The expected result is the run of lines from the one containing "Per instance of the fingers, set" to the end of the listing, copied exactly.

[Data under study — start]

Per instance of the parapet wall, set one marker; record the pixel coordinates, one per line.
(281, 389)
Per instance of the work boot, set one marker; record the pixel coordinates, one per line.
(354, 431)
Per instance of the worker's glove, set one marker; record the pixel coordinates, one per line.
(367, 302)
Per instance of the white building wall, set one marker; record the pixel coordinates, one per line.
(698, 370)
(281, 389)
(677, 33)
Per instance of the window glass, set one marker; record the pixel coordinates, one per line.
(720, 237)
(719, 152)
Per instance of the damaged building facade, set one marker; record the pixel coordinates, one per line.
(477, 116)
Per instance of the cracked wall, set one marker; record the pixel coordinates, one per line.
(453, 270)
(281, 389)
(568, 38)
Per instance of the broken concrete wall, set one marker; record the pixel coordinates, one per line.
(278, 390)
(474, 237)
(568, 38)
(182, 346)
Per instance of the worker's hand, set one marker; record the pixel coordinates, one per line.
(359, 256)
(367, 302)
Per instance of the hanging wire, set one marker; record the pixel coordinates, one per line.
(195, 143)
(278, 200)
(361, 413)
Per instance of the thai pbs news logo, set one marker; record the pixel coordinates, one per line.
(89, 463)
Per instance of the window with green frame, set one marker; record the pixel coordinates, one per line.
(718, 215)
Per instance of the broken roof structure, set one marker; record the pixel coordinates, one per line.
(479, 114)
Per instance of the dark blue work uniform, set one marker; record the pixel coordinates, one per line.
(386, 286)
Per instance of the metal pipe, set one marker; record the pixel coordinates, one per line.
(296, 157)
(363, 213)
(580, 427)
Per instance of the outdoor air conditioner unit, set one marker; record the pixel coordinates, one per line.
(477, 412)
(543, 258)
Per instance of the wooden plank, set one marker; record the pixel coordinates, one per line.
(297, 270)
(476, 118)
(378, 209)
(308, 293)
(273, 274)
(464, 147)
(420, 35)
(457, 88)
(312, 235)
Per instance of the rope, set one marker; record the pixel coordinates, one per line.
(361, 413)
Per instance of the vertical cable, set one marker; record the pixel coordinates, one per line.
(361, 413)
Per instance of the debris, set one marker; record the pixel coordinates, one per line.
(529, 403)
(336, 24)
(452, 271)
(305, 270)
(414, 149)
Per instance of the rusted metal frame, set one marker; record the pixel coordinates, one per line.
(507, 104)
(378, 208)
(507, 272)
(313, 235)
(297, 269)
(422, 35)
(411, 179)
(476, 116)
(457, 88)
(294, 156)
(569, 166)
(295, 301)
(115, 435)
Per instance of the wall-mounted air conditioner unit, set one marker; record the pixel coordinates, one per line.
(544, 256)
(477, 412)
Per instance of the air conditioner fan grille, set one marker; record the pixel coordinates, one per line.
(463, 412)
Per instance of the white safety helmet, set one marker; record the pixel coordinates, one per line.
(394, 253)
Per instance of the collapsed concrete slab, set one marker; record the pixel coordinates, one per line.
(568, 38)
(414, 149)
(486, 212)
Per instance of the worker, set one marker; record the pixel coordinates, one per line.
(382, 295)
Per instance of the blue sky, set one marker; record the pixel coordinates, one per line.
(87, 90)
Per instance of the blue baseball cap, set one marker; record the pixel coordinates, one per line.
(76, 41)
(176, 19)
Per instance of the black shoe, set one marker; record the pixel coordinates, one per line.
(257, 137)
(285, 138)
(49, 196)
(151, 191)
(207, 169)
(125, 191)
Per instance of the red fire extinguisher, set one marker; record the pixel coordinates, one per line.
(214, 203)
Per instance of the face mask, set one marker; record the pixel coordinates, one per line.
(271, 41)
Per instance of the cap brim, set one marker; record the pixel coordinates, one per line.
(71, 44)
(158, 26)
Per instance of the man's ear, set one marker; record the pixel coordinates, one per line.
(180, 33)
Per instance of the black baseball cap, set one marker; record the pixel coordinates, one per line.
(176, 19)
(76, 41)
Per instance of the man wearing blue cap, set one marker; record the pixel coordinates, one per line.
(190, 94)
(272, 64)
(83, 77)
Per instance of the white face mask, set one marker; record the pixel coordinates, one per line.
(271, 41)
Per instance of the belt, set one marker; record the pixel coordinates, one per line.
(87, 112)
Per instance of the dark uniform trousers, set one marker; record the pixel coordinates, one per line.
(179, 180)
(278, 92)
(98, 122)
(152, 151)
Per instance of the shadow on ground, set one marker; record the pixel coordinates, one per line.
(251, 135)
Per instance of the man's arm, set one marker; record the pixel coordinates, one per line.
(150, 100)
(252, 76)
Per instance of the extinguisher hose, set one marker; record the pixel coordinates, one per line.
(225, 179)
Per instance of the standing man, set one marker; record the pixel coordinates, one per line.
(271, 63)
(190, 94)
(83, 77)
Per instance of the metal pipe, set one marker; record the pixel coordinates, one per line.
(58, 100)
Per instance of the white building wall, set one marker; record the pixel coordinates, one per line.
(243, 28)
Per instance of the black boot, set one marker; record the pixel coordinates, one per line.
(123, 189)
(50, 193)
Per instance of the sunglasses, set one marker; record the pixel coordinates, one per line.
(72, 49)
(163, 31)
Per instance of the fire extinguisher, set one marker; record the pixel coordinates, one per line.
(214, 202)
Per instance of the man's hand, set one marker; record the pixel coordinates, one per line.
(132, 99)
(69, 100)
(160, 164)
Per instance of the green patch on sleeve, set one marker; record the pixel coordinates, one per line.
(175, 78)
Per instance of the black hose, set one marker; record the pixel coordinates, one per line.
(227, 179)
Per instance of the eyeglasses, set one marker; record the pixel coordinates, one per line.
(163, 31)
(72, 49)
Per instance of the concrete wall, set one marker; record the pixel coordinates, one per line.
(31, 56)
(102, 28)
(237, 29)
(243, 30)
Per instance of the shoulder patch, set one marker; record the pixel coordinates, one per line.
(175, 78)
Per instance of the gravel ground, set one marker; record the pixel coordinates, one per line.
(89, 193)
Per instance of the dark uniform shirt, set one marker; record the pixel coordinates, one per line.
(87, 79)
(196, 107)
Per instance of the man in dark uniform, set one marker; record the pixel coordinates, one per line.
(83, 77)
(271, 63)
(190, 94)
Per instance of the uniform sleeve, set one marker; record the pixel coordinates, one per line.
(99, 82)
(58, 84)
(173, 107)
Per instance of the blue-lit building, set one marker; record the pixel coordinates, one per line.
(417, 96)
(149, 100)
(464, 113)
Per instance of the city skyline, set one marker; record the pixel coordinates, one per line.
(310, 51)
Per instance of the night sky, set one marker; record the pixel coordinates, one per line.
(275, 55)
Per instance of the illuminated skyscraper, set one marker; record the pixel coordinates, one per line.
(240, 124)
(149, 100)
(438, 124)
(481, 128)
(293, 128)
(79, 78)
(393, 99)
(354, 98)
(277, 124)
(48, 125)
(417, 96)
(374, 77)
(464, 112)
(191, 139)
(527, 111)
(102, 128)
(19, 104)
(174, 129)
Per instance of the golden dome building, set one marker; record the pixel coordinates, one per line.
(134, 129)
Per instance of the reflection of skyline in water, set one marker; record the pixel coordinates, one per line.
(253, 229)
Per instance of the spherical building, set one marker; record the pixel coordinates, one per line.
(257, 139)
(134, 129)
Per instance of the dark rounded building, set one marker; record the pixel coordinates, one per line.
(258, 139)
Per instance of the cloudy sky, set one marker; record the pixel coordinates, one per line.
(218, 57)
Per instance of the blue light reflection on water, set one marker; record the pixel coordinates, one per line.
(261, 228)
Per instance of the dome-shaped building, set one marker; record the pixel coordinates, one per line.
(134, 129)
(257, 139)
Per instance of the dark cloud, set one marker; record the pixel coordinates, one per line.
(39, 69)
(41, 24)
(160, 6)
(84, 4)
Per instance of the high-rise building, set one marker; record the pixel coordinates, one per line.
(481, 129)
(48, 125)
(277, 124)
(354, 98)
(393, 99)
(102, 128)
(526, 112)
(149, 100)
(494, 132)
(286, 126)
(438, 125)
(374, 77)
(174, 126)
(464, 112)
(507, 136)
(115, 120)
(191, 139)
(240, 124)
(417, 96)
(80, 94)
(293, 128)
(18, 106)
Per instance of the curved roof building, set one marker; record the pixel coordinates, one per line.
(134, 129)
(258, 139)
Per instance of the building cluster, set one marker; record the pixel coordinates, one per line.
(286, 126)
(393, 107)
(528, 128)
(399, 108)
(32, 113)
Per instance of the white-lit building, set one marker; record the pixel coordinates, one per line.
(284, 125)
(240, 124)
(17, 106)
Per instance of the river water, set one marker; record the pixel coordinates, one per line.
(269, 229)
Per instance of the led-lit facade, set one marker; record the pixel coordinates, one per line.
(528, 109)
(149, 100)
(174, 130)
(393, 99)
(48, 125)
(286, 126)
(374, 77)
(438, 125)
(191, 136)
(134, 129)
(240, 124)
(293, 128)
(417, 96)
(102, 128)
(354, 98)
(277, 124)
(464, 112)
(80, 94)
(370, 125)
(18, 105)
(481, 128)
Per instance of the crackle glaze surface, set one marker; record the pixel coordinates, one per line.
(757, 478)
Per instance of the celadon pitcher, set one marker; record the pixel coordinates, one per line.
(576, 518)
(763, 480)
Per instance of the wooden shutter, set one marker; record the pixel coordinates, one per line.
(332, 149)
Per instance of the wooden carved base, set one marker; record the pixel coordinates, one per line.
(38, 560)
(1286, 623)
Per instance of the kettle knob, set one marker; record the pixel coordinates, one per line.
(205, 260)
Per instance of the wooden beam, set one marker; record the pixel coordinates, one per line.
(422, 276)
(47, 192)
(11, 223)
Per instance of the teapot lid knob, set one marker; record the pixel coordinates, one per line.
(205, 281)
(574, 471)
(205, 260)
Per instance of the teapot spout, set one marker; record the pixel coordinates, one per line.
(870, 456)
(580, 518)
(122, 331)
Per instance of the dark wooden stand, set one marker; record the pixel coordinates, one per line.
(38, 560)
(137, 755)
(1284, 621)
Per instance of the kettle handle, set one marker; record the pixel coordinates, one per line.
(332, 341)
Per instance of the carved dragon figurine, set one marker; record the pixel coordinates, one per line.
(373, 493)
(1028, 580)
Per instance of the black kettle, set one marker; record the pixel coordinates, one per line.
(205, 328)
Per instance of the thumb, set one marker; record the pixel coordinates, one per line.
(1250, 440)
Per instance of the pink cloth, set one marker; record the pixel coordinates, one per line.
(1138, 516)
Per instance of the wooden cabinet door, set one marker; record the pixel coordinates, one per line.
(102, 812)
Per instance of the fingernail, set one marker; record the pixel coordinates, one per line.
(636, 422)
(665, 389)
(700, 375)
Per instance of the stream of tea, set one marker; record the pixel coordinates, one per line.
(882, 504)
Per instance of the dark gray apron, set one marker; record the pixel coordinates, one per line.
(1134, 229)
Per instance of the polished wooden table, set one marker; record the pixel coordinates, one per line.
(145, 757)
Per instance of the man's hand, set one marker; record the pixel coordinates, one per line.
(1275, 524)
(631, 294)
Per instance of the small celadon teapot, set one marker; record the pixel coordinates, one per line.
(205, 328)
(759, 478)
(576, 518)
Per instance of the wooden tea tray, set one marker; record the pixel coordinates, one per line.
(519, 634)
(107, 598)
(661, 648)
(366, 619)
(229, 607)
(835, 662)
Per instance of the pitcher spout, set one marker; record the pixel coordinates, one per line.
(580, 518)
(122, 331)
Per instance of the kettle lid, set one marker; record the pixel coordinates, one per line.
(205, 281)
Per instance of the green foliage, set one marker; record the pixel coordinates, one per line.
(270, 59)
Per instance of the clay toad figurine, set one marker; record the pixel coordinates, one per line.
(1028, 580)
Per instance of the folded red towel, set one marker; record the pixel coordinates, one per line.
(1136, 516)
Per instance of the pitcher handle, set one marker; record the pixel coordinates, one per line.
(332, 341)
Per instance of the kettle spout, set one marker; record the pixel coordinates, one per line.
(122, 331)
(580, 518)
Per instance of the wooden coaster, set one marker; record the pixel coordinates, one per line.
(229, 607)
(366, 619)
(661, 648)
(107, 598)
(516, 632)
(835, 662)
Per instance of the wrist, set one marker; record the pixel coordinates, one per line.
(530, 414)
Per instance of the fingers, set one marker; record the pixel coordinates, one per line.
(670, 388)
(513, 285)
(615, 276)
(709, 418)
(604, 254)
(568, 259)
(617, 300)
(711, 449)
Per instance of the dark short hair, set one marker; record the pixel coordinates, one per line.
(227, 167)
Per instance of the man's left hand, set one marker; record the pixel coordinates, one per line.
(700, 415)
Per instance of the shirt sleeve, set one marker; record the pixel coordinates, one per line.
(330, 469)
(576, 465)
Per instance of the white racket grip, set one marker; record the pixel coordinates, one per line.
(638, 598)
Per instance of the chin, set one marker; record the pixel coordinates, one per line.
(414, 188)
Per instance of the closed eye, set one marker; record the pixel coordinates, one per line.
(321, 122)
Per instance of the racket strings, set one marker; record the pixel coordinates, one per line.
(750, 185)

[Data under study — finish]

**Completed exercise**
Per instance of the fingers, set one marker; record the pixel coordinates, one per line.
(670, 388)
(513, 285)
(615, 276)
(709, 418)
(604, 254)
(568, 259)
(617, 300)
(711, 449)
Per instance of the dark short hair, set one marker; record the pixel coordinates, one per line.
(227, 167)
Per instance of the man's left hand, set one marker; record the pixel coordinates, one per line.
(700, 415)
Per instance of the shirt sleeve, set one marker; record the pixel coordinates, one per line.
(330, 469)
(576, 465)
Per instance of the white racket grip, set one marker; record the pixel coordinates, one per line.
(638, 598)
Per instance of the chin, set one marker; record the pixel coordinates, one per line.
(414, 188)
Per instance of the closed eye, set one marker; record the pixel coordinates, one per line.
(321, 122)
Per instance of the racket strings, set one marker; record the pixel coordinates, one per line.
(750, 185)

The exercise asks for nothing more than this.